Task directions: Locate the line that contains "Where can the man in black" in the entries below. Retype it and all following lines through the final one, character for character.

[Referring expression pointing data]
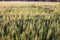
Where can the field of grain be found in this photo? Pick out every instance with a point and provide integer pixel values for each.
(29, 21)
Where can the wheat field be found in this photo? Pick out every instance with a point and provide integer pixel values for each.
(29, 21)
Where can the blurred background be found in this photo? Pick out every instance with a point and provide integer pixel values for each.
(34, 0)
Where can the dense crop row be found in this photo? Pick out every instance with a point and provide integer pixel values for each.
(30, 23)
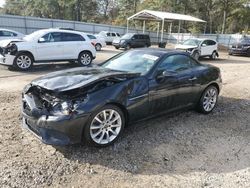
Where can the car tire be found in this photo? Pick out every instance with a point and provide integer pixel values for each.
(85, 58)
(214, 55)
(196, 55)
(23, 61)
(98, 47)
(208, 100)
(128, 47)
(104, 126)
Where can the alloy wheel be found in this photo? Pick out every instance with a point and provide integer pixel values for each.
(196, 55)
(105, 126)
(23, 62)
(210, 99)
(213, 55)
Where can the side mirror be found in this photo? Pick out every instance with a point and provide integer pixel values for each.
(163, 74)
(41, 40)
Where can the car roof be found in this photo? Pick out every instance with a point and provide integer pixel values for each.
(3, 29)
(202, 39)
(161, 51)
(61, 30)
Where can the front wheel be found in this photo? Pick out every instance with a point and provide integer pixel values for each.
(104, 126)
(208, 100)
(85, 58)
(248, 52)
(23, 61)
(98, 47)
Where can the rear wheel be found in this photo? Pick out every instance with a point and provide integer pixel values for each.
(85, 58)
(23, 61)
(196, 55)
(104, 126)
(98, 47)
(208, 100)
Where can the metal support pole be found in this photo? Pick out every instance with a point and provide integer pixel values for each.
(170, 31)
(179, 29)
(170, 28)
(162, 29)
(144, 25)
(205, 28)
(158, 29)
(127, 25)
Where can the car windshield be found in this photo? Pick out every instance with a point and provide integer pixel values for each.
(245, 40)
(32, 36)
(193, 42)
(133, 61)
(127, 36)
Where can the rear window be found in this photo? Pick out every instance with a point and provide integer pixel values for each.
(211, 42)
(7, 34)
(72, 37)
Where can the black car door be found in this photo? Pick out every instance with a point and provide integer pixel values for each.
(171, 87)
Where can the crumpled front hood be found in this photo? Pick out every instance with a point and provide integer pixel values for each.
(77, 77)
(184, 47)
(4, 43)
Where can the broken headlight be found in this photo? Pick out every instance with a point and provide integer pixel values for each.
(62, 108)
(67, 107)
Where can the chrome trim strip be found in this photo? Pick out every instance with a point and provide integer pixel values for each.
(140, 96)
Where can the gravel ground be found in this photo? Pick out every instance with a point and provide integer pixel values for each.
(185, 149)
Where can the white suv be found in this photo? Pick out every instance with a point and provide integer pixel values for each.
(109, 36)
(47, 45)
(200, 47)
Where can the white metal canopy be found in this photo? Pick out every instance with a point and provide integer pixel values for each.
(150, 15)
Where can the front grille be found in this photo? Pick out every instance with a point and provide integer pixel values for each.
(32, 127)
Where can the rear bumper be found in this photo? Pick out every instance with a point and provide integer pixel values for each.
(238, 51)
(7, 59)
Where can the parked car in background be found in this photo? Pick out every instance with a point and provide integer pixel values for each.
(45, 46)
(132, 40)
(200, 48)
(241, 48)
(10, 34)
(98, 41)
(109, 36)
(93, 104)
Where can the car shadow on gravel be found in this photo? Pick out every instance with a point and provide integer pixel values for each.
(178, 143)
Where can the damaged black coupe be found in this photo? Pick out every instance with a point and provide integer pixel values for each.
(94, 104)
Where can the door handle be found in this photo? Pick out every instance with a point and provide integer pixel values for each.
(192, 79)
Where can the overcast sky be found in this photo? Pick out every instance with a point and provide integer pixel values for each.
(2, 3)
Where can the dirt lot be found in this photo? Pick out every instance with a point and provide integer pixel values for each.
(180, 150)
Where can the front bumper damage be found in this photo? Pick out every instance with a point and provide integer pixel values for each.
(52, 130)
(7, 59)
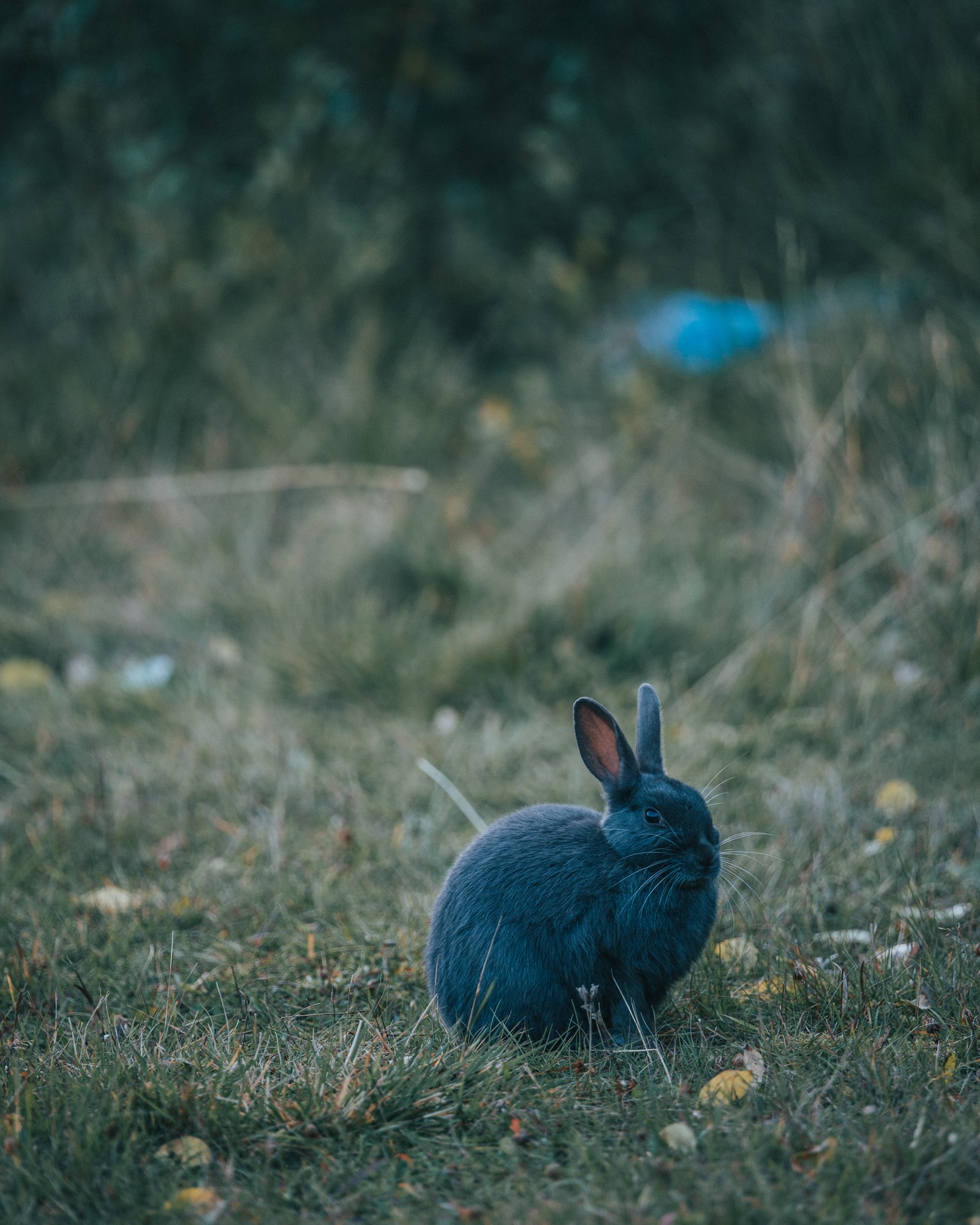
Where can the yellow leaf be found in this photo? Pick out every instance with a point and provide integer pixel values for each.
(738, 950)
(19, 676)
(896, 797)
(190, 1151)
(750, 1059)
(111, 900)
(729, 1086)
(766, 989)
(679, 1139)
(202, 1201)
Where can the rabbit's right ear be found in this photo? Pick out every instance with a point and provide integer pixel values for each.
(649, 750)
(605, 749)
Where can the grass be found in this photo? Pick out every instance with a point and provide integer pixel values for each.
(249, 237)
(265, 993)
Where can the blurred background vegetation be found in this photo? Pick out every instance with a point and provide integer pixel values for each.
(285, 232)
(281, 232)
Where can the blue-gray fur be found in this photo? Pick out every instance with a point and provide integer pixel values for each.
(553, 899)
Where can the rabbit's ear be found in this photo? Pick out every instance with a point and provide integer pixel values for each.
(649, 750)
(603, 747)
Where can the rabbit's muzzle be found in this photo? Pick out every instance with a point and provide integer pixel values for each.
(700, 865)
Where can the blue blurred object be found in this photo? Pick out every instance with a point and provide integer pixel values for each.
(144, 674)
(698, 334)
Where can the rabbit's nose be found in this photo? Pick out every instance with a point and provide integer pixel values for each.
(707, 853)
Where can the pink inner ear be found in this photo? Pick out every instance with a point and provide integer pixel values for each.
(602, 741)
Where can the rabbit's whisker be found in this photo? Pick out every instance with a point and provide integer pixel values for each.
(742, 868)
(731, 878)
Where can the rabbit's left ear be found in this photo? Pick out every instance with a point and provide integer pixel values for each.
(649, 750)
(603, 747)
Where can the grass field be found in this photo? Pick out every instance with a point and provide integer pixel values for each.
(280, 850)
(235, 236)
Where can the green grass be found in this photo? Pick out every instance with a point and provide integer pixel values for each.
(251, 236)
(268, 995)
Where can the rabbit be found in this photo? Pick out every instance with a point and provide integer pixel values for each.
(556, 900)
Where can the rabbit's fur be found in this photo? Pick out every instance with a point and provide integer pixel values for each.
(554, 899)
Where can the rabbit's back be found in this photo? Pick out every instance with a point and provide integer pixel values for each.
(519, 923)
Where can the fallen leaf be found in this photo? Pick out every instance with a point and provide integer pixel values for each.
(679, 1139)
(726, 1088)
(203, 1201)
(752, 1060)
(20, 676)
(896, 797)
(225, 651)
(190, 1151)
(880, 840)
(111, 900)
(766, 989)
(896, 955)
(166, 848)
(738, 950)
(813, 1158)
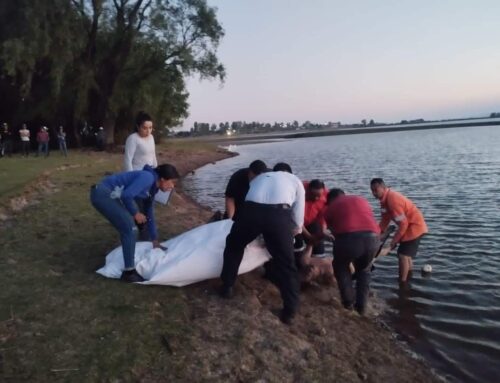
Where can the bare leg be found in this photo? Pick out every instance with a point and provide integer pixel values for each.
(404, 267)
(351, 268)
(305, 259)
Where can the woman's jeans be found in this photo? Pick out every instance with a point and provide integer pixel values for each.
(43, 147)
(63, 148)
(114, 211)
(358, 248)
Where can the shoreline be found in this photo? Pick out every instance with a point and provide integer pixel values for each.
(410, 366)
(273, 136)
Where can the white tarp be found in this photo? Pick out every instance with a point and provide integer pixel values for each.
(190, 257)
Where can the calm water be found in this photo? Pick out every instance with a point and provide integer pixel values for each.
(453, 175)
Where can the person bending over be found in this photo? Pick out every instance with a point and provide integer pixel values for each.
(114, 197)
(410, 221)
(238, 185)
(350, 219)
(274, 207)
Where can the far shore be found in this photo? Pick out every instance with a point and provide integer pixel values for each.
(60, 321)
(280, 136)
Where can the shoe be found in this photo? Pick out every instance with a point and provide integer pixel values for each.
(131, 276)
(286, 317)
(226, 292)
(349, 306)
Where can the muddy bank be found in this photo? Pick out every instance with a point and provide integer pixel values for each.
(243, 340)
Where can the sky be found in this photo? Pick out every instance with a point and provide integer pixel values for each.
(329, 60)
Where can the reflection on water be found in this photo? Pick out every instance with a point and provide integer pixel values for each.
(453, 175)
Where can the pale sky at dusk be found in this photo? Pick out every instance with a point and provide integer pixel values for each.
(329, 60)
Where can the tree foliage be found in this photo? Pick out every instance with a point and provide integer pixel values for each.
(99, 61)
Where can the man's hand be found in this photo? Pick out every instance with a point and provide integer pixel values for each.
(140, 218)
(385, 251)
(156, 245)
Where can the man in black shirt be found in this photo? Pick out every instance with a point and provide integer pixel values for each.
(238, 185)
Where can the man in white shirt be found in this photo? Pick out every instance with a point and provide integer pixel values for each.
(274, 207)
(25, 140)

Solution to the problem:
Where can the man in black shirt be found in this photo? Pick out every instance with a point and provide integer pixel values for each.
(238, 185)
Where can the man in white shirt be found in this photo? Pick out every instance with a point and provide integer pixel values for each.
(274, 207)
(25, 140)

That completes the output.